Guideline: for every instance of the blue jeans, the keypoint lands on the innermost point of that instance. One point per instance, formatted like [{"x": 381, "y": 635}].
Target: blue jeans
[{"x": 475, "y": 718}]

++++

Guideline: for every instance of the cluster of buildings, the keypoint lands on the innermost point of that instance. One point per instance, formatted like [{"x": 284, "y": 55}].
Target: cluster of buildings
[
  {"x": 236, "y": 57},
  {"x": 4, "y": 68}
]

++++

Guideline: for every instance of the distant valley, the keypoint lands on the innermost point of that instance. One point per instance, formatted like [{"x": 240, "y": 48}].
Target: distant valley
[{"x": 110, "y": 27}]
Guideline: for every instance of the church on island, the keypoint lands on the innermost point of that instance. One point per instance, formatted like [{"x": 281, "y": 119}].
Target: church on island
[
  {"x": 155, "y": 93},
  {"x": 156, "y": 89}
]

++++

◆ WORK TO BE COMPLETED ◆
Find the line with "Guideline: for every instance of the distant" in the entries above. Retype it and each line after it, exactly, through the line with "Guideline: for every instance of the church", and stop there.

◆ EXERCISE SOLUTION ◆
Guideline: for every instance of the distant valley, the keypoint lands on the innermost point of that instance. One point per instance, formatted like [{"x": 240, "y": 48}].
Target: distant valley
[{"x": 110, "y": 27}]
Guideline: for every instance of the church on island, the keypoint lands on the innermost point of that instance. One point per instance, formatted like [{"x": 281, "y": 119}].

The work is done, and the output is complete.